## BRIEF
For the entries below, how many lines contain the word "green"? Reply with the number and nothing else.
EXTRACTED RECORDS Start Marker
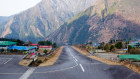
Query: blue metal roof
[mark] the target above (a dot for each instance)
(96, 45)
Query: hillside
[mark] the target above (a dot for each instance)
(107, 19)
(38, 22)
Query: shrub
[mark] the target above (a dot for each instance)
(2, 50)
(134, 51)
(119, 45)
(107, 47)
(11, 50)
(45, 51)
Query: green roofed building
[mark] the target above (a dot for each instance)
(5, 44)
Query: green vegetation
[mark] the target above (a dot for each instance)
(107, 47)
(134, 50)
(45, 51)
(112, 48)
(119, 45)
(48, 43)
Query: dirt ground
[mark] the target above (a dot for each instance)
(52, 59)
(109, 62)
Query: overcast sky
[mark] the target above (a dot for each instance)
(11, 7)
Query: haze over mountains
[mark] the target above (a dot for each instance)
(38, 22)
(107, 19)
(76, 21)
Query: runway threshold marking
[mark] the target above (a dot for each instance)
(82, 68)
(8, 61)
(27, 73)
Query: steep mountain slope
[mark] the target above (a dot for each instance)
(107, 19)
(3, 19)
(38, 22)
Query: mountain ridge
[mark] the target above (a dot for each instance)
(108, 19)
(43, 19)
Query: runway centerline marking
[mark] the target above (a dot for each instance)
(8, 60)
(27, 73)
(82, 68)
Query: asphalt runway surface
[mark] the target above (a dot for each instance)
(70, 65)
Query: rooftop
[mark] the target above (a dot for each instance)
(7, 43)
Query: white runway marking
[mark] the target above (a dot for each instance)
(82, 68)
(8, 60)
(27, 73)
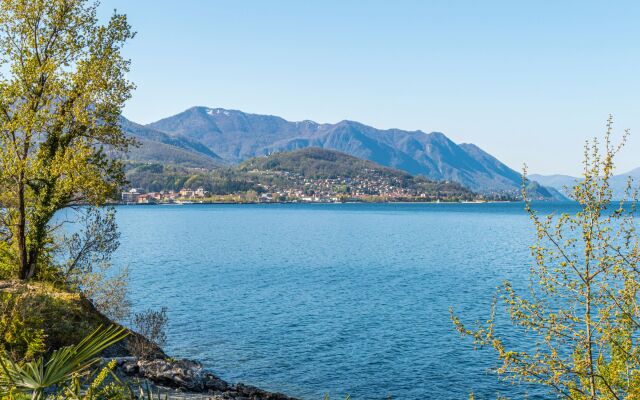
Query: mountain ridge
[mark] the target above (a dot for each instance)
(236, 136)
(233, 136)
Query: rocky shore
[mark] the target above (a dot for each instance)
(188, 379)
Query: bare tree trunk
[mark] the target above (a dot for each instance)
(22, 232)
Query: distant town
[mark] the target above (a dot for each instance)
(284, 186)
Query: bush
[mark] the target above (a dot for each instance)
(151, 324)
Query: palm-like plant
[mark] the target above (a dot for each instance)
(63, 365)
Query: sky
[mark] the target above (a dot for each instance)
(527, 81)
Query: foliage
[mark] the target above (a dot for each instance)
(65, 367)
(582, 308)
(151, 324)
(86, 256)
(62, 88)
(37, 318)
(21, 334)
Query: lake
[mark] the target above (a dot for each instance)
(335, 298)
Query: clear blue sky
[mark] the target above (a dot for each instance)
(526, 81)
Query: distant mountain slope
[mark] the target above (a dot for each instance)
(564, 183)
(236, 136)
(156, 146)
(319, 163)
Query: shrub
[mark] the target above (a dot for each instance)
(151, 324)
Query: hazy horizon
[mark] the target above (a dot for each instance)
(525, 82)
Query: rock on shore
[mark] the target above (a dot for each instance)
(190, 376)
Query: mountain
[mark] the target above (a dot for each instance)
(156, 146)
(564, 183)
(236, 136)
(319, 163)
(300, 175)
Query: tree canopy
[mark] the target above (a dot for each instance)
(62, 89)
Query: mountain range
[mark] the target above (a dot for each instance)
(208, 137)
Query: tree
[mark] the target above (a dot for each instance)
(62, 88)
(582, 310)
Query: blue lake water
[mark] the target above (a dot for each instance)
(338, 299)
EXTRACTED RECORDS End Marker
## ANSWER SECTION
2